(Items in a dataset)
┄┄┄┄┄┄┄┄┄┄┄┄┄┄┄┄┄┄┄┄

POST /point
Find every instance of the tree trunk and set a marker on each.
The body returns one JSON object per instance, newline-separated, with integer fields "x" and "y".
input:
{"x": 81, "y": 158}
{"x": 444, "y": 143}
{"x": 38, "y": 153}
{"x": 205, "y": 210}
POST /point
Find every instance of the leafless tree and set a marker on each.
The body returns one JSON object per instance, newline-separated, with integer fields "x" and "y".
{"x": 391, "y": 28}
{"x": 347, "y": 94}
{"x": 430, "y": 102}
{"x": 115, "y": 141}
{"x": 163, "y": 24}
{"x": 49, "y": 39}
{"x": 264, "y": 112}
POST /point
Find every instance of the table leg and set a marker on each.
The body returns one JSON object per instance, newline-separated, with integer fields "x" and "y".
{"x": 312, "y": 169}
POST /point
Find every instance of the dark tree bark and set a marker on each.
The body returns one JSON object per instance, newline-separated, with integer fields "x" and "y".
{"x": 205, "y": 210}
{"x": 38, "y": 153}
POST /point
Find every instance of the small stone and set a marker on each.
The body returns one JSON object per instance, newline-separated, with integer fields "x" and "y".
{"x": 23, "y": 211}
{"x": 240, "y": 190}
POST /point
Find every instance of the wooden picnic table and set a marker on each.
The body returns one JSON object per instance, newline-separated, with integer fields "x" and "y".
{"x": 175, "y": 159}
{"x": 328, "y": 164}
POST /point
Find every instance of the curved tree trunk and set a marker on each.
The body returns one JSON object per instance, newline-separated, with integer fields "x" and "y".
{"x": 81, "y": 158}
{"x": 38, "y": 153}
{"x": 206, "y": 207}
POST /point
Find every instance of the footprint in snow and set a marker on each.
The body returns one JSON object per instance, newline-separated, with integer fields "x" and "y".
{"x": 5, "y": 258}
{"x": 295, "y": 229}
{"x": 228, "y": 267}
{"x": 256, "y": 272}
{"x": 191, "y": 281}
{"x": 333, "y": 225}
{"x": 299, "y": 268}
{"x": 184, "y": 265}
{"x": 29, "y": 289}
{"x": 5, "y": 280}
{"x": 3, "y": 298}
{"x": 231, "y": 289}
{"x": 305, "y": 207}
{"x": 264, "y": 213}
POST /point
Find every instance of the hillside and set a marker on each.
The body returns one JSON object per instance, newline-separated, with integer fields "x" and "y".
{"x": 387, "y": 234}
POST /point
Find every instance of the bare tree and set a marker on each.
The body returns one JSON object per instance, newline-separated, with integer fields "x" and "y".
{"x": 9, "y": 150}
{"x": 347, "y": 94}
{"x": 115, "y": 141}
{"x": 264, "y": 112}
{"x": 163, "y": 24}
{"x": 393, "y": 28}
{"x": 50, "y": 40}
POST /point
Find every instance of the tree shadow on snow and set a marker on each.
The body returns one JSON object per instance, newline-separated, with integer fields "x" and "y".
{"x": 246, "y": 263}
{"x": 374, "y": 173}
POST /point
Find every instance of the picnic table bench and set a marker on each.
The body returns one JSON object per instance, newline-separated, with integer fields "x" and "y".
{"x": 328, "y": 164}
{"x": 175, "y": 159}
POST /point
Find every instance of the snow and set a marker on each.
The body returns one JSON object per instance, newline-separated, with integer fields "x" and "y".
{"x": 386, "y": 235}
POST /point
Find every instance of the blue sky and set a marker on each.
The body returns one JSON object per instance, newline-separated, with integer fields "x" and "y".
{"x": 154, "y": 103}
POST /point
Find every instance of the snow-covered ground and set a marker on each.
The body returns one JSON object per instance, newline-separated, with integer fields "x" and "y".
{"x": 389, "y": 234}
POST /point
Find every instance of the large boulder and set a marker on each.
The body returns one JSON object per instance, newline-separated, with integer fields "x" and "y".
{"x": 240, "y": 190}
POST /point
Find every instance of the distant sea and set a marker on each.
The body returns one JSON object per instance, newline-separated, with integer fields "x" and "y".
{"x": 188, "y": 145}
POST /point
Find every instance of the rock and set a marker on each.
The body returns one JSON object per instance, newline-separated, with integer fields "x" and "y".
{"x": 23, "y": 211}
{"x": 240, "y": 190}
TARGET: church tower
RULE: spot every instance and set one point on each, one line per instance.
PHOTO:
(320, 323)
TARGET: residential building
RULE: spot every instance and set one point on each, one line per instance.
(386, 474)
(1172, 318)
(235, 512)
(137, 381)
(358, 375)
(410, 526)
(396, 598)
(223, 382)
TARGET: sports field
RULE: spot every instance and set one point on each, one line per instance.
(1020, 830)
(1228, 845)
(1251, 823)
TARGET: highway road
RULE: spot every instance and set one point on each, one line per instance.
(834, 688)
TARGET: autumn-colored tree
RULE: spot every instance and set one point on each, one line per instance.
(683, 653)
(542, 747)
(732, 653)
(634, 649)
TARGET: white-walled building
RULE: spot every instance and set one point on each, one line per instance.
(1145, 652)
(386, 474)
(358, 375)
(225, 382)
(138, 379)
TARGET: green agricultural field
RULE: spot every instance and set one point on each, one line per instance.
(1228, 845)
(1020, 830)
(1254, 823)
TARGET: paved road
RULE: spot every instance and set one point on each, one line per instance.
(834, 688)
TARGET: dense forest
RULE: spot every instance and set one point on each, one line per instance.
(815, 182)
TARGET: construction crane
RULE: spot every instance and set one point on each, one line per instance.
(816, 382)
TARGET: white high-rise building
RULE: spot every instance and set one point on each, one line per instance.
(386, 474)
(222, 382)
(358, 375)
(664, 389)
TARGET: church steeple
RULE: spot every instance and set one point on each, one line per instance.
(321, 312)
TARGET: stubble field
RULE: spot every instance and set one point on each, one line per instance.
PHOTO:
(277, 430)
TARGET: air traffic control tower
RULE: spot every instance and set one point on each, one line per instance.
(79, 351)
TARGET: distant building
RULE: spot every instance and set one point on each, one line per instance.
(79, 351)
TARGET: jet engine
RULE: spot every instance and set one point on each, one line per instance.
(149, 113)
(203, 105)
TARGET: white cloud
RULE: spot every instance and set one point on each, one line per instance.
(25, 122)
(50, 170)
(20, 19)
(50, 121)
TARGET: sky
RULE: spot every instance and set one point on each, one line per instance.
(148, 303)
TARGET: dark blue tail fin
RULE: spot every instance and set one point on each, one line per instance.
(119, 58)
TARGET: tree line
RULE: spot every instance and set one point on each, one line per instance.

┄┄┄┄┄┄┄┄┄┄┄┄┄┄┄┄┄┄┄┄

* **WHAT YOU SHOULD DO**
Duplicate the records above line for line, without any changes, covering every one of them.

* **IN RESPONSE**
POST /point
Find every instance of the tree trunk and set a marker on each.
The body returns one JSON object per instance, newline-separated, with integer fields "x" and "y".
input:
{"x": 81, "y": 158}
{"x": 444, "y": 143}
{"x": 38, "y": 153}
{"x": 205, "y": 210}
POST /point
Find every instance of the leafless tree and set a marker on each.
The body returns one JSON object per instance, newline-separated, with integer fields "x" and "y".
{"x": 391, "y": 28}
{"x": 347, "y": 94}
{"x": 430, "y": 102}
{"x": 115, "y": 141}
{"x": 163, "y": 24}
{"x": 49, "y": 39}
{"x": 264, "y": 112}
POST /point
Find every instance of the table leg and set a marker on each.
The body returns one JSON object per instance, newline-separated, with integer fields "x" and "y".
{"x": 312, "y": 169}
POST /point
Find every instance of the dark tree bark and set a marker on each.
The body returns one JSON object per instance, newline-separated, with integer fields "x" and "y".
{"x": 205, "y": 210}
{"x": 38, "y": 153}
POST /point
Find every instance of the small stone and set a marker on each.
The body returns one JSON object per instance, newline-separated, with integer fields "x" and "y".
{"x": 23, "y": 211}
{"x": 240, "y": 190}
POST /point
Find every instance of the wooden picnic table and set a marker on each.
The body returns one JSON object per instance, newline-separated, with integer fields "x" and "y".
{"x": 175, "y": 159}
{"x": 328, "y": 164}
POST /point
Find every instance of the curved tree trunk and set a marker on each.
The body returns one JSON object per instance, newline-separated, with integer fields "x" and "y".
{"x": 81, "y": 158}
{"x": 38, "y": 153}
{"x": 206, "y": 207}
POST /point
Find every instance of the footprint in snow and set a marker on each.
The body returns one JSON object per instance, newline-separated, with integer fields "x" and "y".
{"x": 5, "y": 258}
{"x": 295, "y": 229}
{"x": 228, "y": 267}
{"x": 256, "y": 272}
{"x": 191, "y": 281}
{"x": 333, "y": 225}
{"x": 299, "y": 268}
{"x": 184, "y": 265}
{"x": 29, "y": 289}
{"x": 5, "y": 280}
{"x": 3, "y": 298}
{"x": 231, "y": 289}
{"x": 305, "y": 207}
{"x": 264, "y": 213}
POST /point
Find every instance of the hillside and set a marker on each.
The body returns one JSON object per instance, newline-separated, with integer fields "x" and "y".
{"x": 387, "y": 234}
POST /point
Find every instance of the bare tree and set a marker on each.
The body returns one JSON object per instance, newline-separated, with integer fields "x" and "y".
{"x": 9, "y": 150}
{"x": 347, "y": 94}
{"x": 115, "y": 141}
{"x": 264, "y": 112}
{"x": 163, "y": 24}
{"x": 393, "y": 28}
{"x": 50, "y": 40}
POST /point
Find every instance of the tree shadow on snow and set a marker on each.
The body returns one JSON object per instance, newline-separated, with integer fields "x" and "y".
{"x": 246, "y": 263}
{"x": 374, "y": 173}
POST /point
Find every instance of the picnic table bench and set a marker on each.
The body returns one JSON object per instance, newline-separated, with integer fields "x" and "y".
{"x": 328, "y": 164}
{"x": 175, "y": 159}
POST /point
Find every instance of the snow and set a marker on each.
The body returns one JSON object per instance, newline-separated, with integer fields "x" and "y".
{"x": 386, "y": 235}
POST /point
Find every instance of the blue sky and set a marker on each.
The body returns one JSON object per instance, newline-separated, with integer fields "x" and "y".
{"x": 154, "y": 103}
POST /point
Find every instance of the snow-covered ground and set a marker on each.
The body returns one JSON object per instance, newline-separated, with integer fields "x" and "y".
{"x": 389, "y": 234}
POST /point
Find every instance of the large boulder and set a marker on each.
The body returns one JSON object per instance, newline-separated, with integer fields "x" and "y".
{"x": 240, "y": 190}
POST /point
Find every instance of the distant sea and set a marker on each.
The body returns one JSON object per instance, newline-separated, with integer fields "x" and "y".
{"x": 188, "y": 145}
POST /point
Find every instance of the rock and set a marker on each.
The body returns one JSON object per instance, newline-separated, with integer fields "x" and "y".
{"x": 23, "y": 211}
{"x": 240, "y": 190}
TARGET: church tower
RULE: spot every instance and set one point on each, one line per instance.
PHOTO:
(320, 323)
TARGET: residential building
RULE: spot every instance and set one point on each, one line per instance.
(386, 474)
(1172, 318)
(235, 512)
(137, 381)
(358, 375)
(410, 526)
(396, 598)
(223, 382)
TARGET: sports field
RULE: spot every instance and set one point on each, one line per instance.
(1020, 830)
(1228, 845)
(1251, 823)
TARGET: highway road
RULE: spot every instance and set one point on each, one line per instance.
(834, 688)
TARGET: autumn-colored tree
RULE: spot every instance and set one point on each, one line per instance.
(683, 653)
(542, 747)
(732, 653)
(634, 649)
TARGET: white-walled building
RULE: spot every instance and set one point on each, one line per instance.
(1145, 652)
(386, 474)
(358, 375)
(225, 382)
(138, 379)
TARGET: green agricultural field
RULE: spot every instance and set one point on each, one line per instance.
(1228, 845)
(1020, 830)
(1254, 823)
TARGET: paved road
RULE: spot every instance and set one point on each, one line per instance.
(834, 688)
TARGET: dense forest
RULE: spot every instance and set one point on each, one line per instance.
(815, 182)
TARGET: construction crane
RULE: spot every instance and set one point on each, one line per instance.
(816, 382)
TARGET: white high-rise building
RULE: spot every instance and set one point on each, one line per instance.
(386, 474)
(222, 382)
(358, 375)
(664, 389)
TARGET: church steeple
RULE: spot every instance and set one point on each, one line per instance.
(321, 312)
TARGET: stubble field
RULE: spot every instance and set one point on each, one line per instance.
PHOTO:
(277, 430)
TARGET: air traffic control tower
RULE: spot every instance and set one point on each, one line per instance.
(79, 351)
TARGET: distant building
RULE: spot every instance and set one point on each, one line per instance.
(79, 351)
TARGET: jet engine
RULE: spot every instance and set one point on each, one line per instance.
(149, 113)
(203, 105)
TARGET: white cloud
RULE: spot every instance and set one point on each, one line per instance.
(25, 122)
(50, 170)
(20, 19)
(50, 121)
TARGET: sky
RULE: spot every instance and set one point on each, one line per instance.
(148, 303)
TARGET: dark blue tail fin
RULE: spot every instance and set one point on each, one line per instance.
(119, 58)
TARGET: tree line
RULE: spot every instance and set one point on each, one line per instance.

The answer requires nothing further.